TASKS TO PERFORM:
(1) Please answer these from the article on the Dartmouth Indian name and logo:
(a) What was the vote by which the committee made its final decision on the Indian?
(b) Who is the Director of Communications for the MIAA?
(c) What did Kathleen Amaral ask the committee to consider for away uniforms?
(2) Continue the article on the Dartmouth Indian name and logo, starting right after its final sentence.

EXCERPTED PASSAGE:
····················
Dartmouth Indian: Can Student Athletes Opt Out of the Name and Logo?
Although the Dartmouth School Committee recently voted to keep the Indian name and logo, the possibility has been floated that student athletes that do find the Indian offensive could wear an alternate jersey or helmet.
It was a suggestion that was even brought up in the April 25 meeting in which the final decision was made on the Indian by a 3-1-1 vote. Committee member Kathleen Amaral, who voted in favor of keeping the Indian, also spoke in favor of giving students an option whether or not to wear the logo.
“I’d like to see us allow for student choice as to whether they want to have the logo on their uniform or warm-up gear,” she said. “I would also like us to consider no logo on away uniforms.”
So just how realistic is that possibility?
The Massachusetts Interscholastic Athletic Association is the governing body for high school sports in the Commonwealth, so we turned to them first to find out just how different uniforms could be among players on the same team.
Tara Bennett, Director of Communications for the MIAA, said the MIAA handbook “does not have specificity on sports uniforms,” but that uniform guidelines instead fall under the sport-specific rules of the National Federation of State High Schools Associations, or the NFHS.
NFHS regulations, however, only deal in the allowed color schemes, designs, font types and font sizes and don’t have any rules about whether or not they all have to say the same thing; for example, can one player wear a uniform marked “Dartmouth” if the rest are all wearing “Indians” jerseys?
Bennett said that “is a decision at the local level.”
····················
EXTRACTED MATERIAL:
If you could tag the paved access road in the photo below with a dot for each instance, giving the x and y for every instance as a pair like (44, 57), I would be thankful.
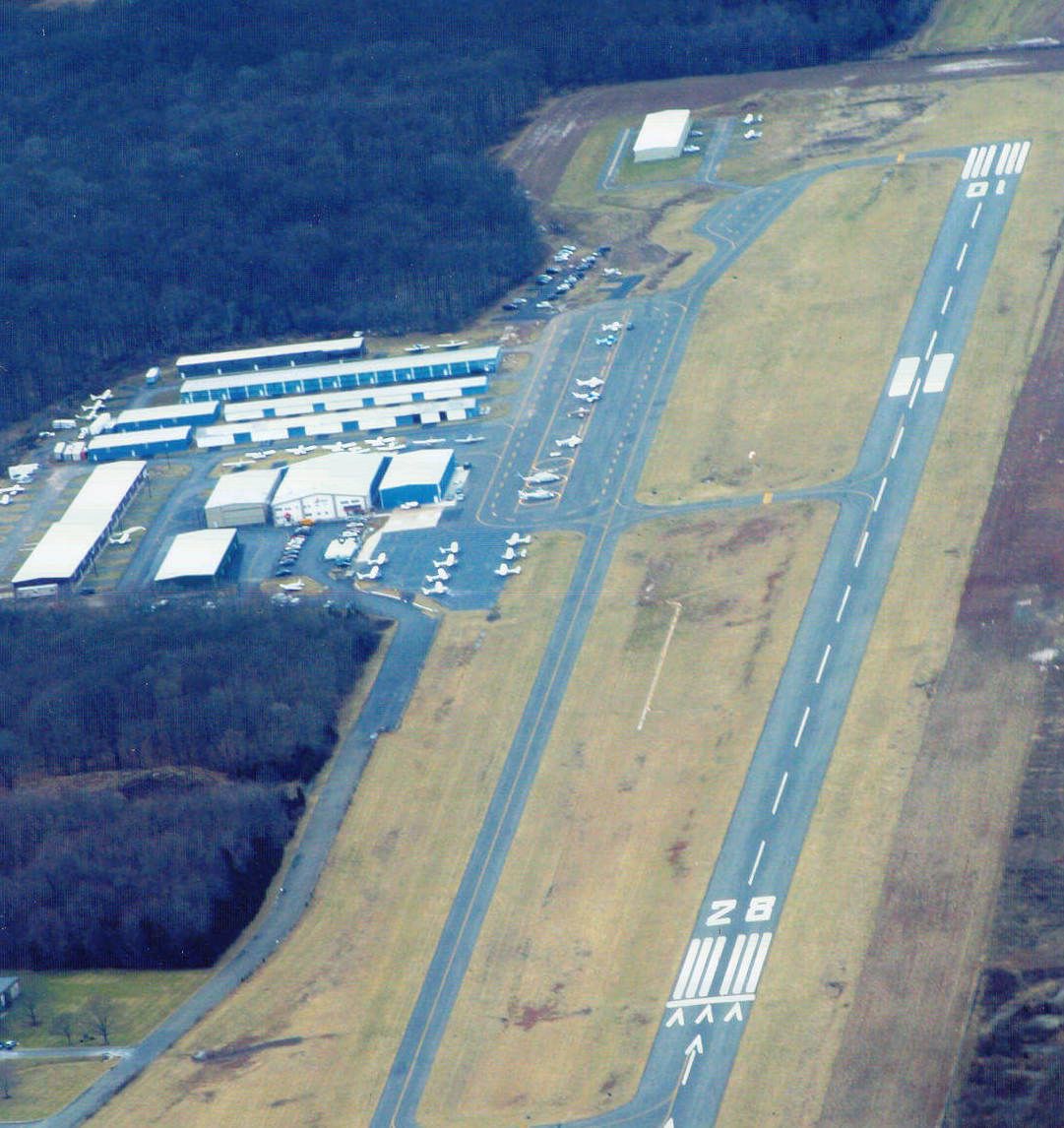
(719, 972)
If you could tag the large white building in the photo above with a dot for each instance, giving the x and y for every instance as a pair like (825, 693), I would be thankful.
(328, 488)
(662, 136)
(241, 499)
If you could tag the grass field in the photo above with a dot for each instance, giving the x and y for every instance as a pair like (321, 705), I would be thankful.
(830, 914)
(346, 979)
(613, 855)
(791, 348)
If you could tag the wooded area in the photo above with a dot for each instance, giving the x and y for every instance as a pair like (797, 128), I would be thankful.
(154, 766)
(176, 177)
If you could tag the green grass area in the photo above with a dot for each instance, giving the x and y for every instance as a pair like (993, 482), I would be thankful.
(959, 25)
(138, 1002)
(43, 1088)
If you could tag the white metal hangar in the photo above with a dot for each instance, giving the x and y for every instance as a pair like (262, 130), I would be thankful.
(342, 376)
(68, 547)
(271, 356)
(662, 136)
(328, 488)
(418, 476)
(241, 497)
(200, 556)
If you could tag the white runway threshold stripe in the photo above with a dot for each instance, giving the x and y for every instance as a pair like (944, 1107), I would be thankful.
(904, 375)
(938, 372)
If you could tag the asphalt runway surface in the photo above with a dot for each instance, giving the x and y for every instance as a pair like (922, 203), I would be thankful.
(730, 942)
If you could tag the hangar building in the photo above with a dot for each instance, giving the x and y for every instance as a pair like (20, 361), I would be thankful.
(241, 499)
(254, 360)
(662, 136)
(416, 475)
(106, 448)
(328, 488)
(203, 556)
(68, 547)
(342, 376)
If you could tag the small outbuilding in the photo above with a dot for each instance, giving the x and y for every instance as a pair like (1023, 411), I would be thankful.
(241, 497)
(418, 476)
(662, 136)
(202, 556)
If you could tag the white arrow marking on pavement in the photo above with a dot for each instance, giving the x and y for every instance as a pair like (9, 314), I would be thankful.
(693, 1049)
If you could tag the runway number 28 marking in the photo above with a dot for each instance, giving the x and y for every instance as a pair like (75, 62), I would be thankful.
(758, 909)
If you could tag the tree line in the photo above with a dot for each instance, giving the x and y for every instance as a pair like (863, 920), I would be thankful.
(154, 770)
(176, 177)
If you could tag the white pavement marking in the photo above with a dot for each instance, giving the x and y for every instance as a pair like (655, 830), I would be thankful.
(757, 862)
(654, 680)
(801, 727)
(680, 989)
(938, 372)
(758, 963)
(842, 605)
(903, 376)
(1023, 160)
(856, 559)
(712, 966)
(897, 440)
(776, 802)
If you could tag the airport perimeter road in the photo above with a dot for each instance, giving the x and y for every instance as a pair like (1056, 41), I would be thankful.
(730, 945)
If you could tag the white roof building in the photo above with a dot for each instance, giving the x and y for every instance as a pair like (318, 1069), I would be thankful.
(662, 136)
(328, 488)
(199, 555)
(70, 545)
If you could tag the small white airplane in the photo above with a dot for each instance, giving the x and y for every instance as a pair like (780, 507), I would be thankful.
(123, 537)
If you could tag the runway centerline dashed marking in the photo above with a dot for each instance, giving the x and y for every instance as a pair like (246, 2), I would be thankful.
(776, 802)
(801, 727)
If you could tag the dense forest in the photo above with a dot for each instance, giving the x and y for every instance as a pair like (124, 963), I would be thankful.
(176, 176)
(153, 771)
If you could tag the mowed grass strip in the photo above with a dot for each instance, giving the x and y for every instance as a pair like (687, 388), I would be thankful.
(784, 1064)
(792, 346)
(616, 845)
(346, 980)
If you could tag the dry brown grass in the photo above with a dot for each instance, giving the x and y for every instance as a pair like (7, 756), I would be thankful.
(346, 979)
(610, 860)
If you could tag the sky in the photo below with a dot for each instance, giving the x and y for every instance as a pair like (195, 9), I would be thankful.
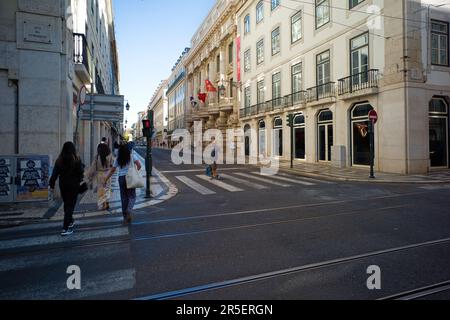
(151, 36)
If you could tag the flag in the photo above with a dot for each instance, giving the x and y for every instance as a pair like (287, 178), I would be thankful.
(210, 87)
(202, 97)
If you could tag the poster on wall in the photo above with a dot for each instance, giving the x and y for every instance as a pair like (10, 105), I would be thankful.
(34, 178)
(5, 178)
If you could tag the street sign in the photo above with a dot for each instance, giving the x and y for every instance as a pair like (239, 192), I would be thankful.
(82, 95)
(373, 116)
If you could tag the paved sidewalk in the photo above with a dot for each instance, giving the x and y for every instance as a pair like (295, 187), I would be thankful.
(161, 190)
(328, 172)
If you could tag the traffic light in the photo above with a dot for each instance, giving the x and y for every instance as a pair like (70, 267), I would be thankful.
(147, 128)
(290, 120)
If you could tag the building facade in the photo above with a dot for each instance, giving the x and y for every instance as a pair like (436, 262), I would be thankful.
(213, 58)
(328, 63)
(49, 50)
(179, 108)
(160, 106)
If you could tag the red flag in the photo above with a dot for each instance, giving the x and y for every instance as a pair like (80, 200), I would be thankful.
(202, 97)
(210, 87)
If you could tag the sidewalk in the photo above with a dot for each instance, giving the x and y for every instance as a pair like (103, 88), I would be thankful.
(161, 190)
(328, 172)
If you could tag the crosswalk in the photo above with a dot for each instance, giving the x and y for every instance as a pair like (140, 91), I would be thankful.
(35, 260)
(235, 182)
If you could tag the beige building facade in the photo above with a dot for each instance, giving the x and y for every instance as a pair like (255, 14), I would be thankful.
(213, 58)
(329, 63)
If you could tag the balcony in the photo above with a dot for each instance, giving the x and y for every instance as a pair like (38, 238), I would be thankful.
(295, 99)
(321, 92)
(359, 84)
(82, 58)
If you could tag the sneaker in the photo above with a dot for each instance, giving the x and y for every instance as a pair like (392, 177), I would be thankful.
(67, 232)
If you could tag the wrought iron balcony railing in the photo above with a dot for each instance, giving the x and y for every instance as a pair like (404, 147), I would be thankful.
(360, 81)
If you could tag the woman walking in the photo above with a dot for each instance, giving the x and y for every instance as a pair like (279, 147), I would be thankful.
(124, 160)
(99, 170)
(69, 169)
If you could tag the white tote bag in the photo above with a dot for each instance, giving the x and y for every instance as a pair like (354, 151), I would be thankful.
(134, 179)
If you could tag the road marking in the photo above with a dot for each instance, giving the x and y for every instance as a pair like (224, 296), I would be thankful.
(263, 180)
(244, 182)
(104, 283)
(57, 239)
(200, 170)
(220, 184)
(296, 181)
(196, 186)
(285, 272)
(306, 179)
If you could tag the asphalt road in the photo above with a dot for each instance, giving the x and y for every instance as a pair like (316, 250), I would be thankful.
(247, 237)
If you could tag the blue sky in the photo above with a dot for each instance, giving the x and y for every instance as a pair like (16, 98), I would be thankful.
(151, 36)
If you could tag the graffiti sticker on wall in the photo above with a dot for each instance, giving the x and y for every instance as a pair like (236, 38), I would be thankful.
(34, 178)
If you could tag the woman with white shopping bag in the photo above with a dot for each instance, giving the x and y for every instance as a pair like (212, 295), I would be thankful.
(128, 167)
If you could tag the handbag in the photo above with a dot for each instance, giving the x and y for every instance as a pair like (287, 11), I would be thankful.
(133, 178)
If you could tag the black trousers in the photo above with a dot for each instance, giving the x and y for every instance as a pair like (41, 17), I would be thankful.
(70, 197)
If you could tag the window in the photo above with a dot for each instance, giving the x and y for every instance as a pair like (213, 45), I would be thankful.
(259, 11)
(260, 51)
(276, 41)
(260, 95)
(439, 43)
(354, 3)
(323, 68)
(322, 13)
(360, 59)
(296, 27)
(297, 82)
(248, 97)
(247, 61)
(247, 24)
(276, 89)
(218, 63)
(274, 4)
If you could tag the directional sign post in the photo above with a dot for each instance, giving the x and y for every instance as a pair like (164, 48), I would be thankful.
(373, 119)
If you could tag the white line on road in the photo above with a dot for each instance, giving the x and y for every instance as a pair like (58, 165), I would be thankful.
(220, 184)
(196, 186)
(296, 181)
(244, 182)
(263, 180)
(57, 239)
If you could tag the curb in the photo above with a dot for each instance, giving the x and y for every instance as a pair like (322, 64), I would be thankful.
(333, 178)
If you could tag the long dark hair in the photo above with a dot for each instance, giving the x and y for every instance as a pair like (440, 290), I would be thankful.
(68, 157)
(124, 156)
(103, 152)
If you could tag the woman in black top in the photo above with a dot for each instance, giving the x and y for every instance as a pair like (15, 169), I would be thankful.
(69, 169)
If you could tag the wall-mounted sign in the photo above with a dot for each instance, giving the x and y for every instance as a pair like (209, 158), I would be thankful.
(37, 32)
(34, 175)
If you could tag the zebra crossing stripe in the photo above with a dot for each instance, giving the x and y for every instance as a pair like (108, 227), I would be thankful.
(304, 183)
(244, 182)
(220, 184)
(262, 179)
(196, 186)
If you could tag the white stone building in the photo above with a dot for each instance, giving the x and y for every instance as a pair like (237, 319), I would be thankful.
(48, 51)
(328, 63)
(160, 106)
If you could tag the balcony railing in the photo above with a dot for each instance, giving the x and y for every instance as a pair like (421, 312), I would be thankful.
(295, 99)
(323, 91)
(82, 55)
(360, 81)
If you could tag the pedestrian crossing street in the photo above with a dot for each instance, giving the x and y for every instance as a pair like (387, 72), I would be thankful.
(235, 182)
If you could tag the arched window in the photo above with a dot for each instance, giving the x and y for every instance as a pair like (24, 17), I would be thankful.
(325, 135)
(439, 133)
(278, 137)
(360, 134)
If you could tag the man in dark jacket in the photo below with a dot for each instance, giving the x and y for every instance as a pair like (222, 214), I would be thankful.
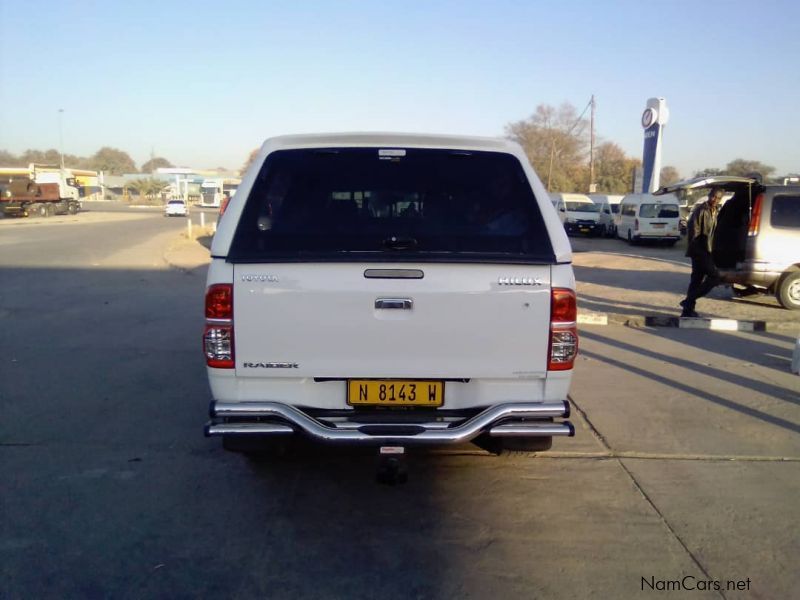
(700, 231)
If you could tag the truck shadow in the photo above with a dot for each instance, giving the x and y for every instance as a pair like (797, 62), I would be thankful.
(758, 353)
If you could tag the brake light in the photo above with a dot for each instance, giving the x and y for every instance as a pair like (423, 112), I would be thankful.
(563, 329)
(219, 301)
(755, 217)
(218, 343)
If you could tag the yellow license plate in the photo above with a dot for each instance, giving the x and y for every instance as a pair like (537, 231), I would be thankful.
(393, 392)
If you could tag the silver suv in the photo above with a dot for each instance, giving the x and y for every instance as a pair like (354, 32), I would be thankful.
(757, 238)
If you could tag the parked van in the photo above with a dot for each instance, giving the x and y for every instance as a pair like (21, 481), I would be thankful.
(578, 213)
(757, 237)
(609, 209)
(649, 217)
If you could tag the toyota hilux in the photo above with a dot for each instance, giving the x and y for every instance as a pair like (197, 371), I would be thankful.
(390, 290)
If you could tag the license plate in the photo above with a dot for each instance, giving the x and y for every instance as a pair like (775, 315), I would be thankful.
(394, 392)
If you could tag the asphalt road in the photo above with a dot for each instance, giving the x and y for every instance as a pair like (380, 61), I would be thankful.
(686, 466)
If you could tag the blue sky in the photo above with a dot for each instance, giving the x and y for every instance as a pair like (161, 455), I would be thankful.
(202, 83)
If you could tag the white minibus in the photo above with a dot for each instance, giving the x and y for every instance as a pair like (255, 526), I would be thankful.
(648, 217)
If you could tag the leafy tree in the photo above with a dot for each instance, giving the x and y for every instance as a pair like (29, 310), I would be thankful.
(112, 161)
(745, 168)
(669, 175)
(250, 158)
(612, 174)
(709, 172)
(555, 142)
(156, 163)
(9, 160)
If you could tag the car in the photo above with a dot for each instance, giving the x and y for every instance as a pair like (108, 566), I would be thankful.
(175, 208)
(649, 217)
(757, 236)
(609, 209)
(579, 214)
(390, 290)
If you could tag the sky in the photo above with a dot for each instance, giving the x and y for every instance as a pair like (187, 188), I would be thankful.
(203, 83)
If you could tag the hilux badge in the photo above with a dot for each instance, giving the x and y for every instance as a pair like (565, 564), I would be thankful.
(262, 278)
(519, 281)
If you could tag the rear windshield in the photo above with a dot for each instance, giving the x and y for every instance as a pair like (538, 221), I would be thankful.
(659, 211)
(391, 204)
(582, 207)
(785, 211)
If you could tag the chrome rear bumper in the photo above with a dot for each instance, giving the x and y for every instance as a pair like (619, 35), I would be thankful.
(530, 419)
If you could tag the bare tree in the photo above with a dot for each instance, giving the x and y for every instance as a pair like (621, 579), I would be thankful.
(555, 141)
(669, 175)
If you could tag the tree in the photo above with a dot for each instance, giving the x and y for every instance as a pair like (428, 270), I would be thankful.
(612, 170)
(669, 175)
(709, 172)
(745, 168)
(555, 142)
(156, 163)
(112, 161)
(250, 158)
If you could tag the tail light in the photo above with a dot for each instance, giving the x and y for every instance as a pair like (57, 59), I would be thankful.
(755, 217)
(218, 336)
(563, 330)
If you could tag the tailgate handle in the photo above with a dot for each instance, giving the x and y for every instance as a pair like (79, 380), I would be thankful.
(399, 303)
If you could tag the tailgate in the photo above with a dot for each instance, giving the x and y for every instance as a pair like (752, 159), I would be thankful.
(457, 321)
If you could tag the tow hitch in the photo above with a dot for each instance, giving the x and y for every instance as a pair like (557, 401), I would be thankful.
(392, 468)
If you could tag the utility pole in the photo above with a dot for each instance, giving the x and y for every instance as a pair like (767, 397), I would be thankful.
(592, 186)
(61, 135)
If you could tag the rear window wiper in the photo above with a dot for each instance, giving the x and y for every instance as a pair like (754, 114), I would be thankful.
(399, 243)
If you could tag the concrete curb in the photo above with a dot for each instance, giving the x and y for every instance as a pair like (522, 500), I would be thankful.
(684, 323)
(705, 323)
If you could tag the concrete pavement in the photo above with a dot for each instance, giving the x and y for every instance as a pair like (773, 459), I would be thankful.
(684, 468)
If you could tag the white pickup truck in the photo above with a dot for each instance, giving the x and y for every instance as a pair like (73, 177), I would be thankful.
(391, 290)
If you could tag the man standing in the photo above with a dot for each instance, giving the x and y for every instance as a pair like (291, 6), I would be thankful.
(700, 231)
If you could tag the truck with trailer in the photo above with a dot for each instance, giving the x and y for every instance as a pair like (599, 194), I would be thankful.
(39, 191)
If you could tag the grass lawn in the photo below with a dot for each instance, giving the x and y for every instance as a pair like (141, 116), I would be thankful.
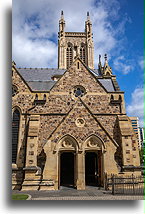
(19, 197)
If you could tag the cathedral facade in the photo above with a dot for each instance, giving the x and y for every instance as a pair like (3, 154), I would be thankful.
(69, 125)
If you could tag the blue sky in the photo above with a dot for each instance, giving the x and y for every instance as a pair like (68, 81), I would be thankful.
(117, 31)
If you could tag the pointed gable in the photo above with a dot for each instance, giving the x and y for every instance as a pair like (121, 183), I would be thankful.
(78, 74)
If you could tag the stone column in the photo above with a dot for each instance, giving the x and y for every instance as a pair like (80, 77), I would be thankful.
(32, 172)
(50, 174)
(80, 170)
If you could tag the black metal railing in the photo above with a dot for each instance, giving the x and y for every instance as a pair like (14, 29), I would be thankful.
(127, 185)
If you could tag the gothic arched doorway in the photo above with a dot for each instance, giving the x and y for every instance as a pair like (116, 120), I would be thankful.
(67, 170)
(67, 149)
(94, 167)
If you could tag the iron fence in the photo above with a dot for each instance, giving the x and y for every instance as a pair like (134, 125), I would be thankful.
(127, 185)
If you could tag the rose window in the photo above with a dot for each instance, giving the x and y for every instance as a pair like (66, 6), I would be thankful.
(79, 91)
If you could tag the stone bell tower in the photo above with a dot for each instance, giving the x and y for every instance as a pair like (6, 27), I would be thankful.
(72, 44)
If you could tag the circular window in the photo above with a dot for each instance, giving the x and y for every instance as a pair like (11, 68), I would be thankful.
(79, 91)
(14, 90)
(80, 122)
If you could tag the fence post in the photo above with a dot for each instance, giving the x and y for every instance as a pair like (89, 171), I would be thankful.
(113, 185)
(133, 184)
(106, 181)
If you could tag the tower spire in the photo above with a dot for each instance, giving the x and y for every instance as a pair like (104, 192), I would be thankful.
(61, 23)
(62, 17)
(107, 69)
(88, 16)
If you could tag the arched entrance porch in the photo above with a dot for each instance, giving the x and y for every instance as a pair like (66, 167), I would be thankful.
(94, 161)
(67, 163)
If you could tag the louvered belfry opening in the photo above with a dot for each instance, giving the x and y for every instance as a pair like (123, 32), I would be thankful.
(69, 55)
(15, 134)
(82, 53)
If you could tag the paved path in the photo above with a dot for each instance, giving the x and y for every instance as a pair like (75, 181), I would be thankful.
(65, 193)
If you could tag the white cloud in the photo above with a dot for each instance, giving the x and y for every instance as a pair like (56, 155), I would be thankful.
(35, 27)
(136, 107)
(123, 65)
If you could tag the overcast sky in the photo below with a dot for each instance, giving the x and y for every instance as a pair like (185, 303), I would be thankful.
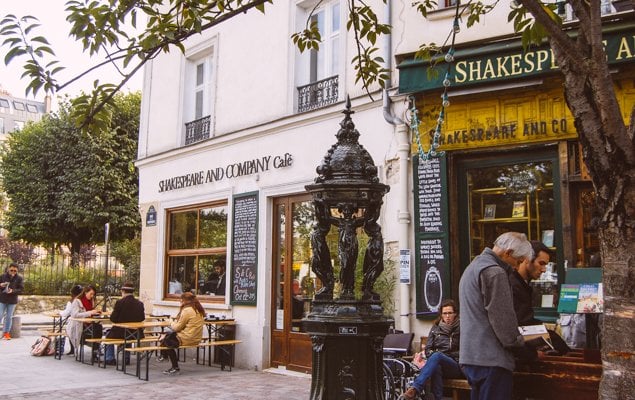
(55, 28)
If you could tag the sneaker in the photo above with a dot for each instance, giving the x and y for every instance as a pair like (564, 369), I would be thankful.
(410, 394)
(172, 371)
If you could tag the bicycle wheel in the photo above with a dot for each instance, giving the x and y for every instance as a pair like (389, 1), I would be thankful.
(388, 384)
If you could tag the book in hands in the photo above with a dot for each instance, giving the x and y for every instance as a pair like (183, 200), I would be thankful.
(535, 335)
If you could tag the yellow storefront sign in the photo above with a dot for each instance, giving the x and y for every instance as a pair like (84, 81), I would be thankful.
(509, 119)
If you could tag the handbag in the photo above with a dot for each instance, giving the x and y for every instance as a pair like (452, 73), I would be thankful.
(170, 340)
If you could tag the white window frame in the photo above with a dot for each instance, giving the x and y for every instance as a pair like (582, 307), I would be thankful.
(204, 54)
(303, 60)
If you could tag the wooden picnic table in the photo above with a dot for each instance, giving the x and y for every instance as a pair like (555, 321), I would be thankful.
(89, 330)
(133, 333)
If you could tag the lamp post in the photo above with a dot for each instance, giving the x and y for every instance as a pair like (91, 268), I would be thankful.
(347, 333)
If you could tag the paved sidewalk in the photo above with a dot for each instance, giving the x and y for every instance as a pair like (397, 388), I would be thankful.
(26, 377)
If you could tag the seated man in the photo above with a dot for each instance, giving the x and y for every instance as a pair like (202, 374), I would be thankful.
(219, 268)
(522, 292)
(127, 309)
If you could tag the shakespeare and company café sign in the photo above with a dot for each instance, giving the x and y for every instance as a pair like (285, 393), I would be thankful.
(503, 61)
(229, 171)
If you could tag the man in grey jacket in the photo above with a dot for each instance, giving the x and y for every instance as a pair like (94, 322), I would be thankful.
(487, 313)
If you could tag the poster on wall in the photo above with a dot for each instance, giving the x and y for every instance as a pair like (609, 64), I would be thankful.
(431, 236)
(244, 249)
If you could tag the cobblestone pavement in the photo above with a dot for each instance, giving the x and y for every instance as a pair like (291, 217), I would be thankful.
(26, 377)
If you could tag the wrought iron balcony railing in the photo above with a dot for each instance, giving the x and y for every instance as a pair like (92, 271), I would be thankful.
(197, 130)
(318, 94)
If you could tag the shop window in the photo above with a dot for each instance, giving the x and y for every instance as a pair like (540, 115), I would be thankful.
(518, 197)
(197, 252)
(19, 106)
(587, 218)
(198, 103)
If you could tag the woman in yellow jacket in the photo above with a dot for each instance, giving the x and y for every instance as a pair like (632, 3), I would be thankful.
(188, 327)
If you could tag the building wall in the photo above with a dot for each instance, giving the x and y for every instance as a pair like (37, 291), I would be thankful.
(253, 117)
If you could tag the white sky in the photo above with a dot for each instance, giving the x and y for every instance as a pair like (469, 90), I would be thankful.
(55, 28)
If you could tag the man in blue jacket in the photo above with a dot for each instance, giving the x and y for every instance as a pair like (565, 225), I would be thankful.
(127, 309)
(487, 313)
(11, 285)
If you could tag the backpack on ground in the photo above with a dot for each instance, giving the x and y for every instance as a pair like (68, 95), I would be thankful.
(43, 346)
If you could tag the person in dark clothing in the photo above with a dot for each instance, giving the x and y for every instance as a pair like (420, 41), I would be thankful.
(529, 270)
(442, 353)
(532, 269)
(11, 285)
(219, 268)
(127, 309)
(488, 320)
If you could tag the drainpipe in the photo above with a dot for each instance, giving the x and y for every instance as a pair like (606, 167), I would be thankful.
(402, 134)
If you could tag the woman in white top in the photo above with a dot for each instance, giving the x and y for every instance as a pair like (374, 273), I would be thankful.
(81, 307)
(65, 314)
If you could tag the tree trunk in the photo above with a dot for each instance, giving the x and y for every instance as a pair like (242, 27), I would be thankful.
(609, 154)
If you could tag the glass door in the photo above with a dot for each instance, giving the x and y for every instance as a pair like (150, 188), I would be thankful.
(294, 284)
(512, 193)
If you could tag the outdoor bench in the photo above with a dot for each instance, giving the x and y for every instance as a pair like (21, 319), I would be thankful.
(552, 378)
(117, 342)
(145, 352)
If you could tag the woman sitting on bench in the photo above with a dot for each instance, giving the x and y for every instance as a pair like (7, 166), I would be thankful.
(188, 327)
(442, 353)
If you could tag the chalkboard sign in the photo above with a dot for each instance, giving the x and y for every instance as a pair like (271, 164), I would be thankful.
(430, 195)
(431, 235)
(244, 249)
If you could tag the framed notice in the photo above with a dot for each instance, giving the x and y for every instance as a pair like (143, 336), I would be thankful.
(518, 210)
(547, 237)
(490, 211)
(244, 249)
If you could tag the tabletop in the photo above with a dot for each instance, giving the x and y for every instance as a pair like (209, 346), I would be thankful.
(141, 325)
(91, 319)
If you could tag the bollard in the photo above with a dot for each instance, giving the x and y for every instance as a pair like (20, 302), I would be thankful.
(16, 326)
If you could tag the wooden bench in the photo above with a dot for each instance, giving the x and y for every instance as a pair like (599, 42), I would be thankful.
(552, 378)
(113, 342)
(145, 352)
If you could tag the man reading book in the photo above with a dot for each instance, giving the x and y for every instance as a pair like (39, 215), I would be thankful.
(522, 292)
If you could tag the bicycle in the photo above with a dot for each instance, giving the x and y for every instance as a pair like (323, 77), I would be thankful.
(398, 372)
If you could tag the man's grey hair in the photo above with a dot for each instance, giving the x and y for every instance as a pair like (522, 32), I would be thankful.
(516, 242)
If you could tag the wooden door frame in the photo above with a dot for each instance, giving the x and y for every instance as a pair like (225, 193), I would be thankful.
(286, 334)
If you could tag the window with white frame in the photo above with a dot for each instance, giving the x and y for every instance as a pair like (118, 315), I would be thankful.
(318, 71)
(324, 62)
(198, 103)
····················
RESPONSES BY ITEM NUMBER:
(1)
(a) 3-1-1
(b) Tara Bennett
(c) No logo on away uniforms

(2)
“NFHS guidelines/rules for uniforms dictate more on the color and size of the logo, not the design,” she said. “For example, in soccer, the socks need to be the same color so if the team wants to acknowledge Cancer Awareness by wearing pink socks they may, however, all teammates need to wear the same pink socks, not some pink and others white or green.”
A longtime local high school game official recently called into WBSM and reiterated that as long as the team is all wearing the same color uniform, certain differentiations are fine.
“The simple way to figure it out is that, especially in sports like baseball or football, you have kids on freshman teams, on JV teams, with a different style of uniform. They’re the same colors, though,” he said. “You might bring up a kid for a specific game or have them sit on the bench, so at those times you would see two different uniforms and it’s totally legal, so long as the colors are the same. They don’t give them a varsity uniform, they just use their same JV uniform.”
He said schools that buy new varsity uniforms often hand down the old uniforms to the junior varsity teams.
“In those cases, the colors are the same but the design might be a little different,” he said. “It might be last year’s uniform if they bought new ones. It wouldn’t be consistent as far as the lettering goes, or the patches they might have on the sleeves, but as long as the colors are the same, you’re good.”
Helmets, however, may be a different story. Taking a look online, it appears varsity high school football helmets cost anywhere from $200 to $700 apiece, so it is unlikely two different helmets would be an option.
As Bennett pointed out, the decision must be made locally, so it will be up to the Dartmouth school administration to determine whether or not students can opt-out of the Indian.
Andrew Crisafulli, Athletic Director at Dartmouth High School, declined to answer any questions concerning the Indian logo.
“I believe a committee will be forming to address details and concerns moving forward,” he said.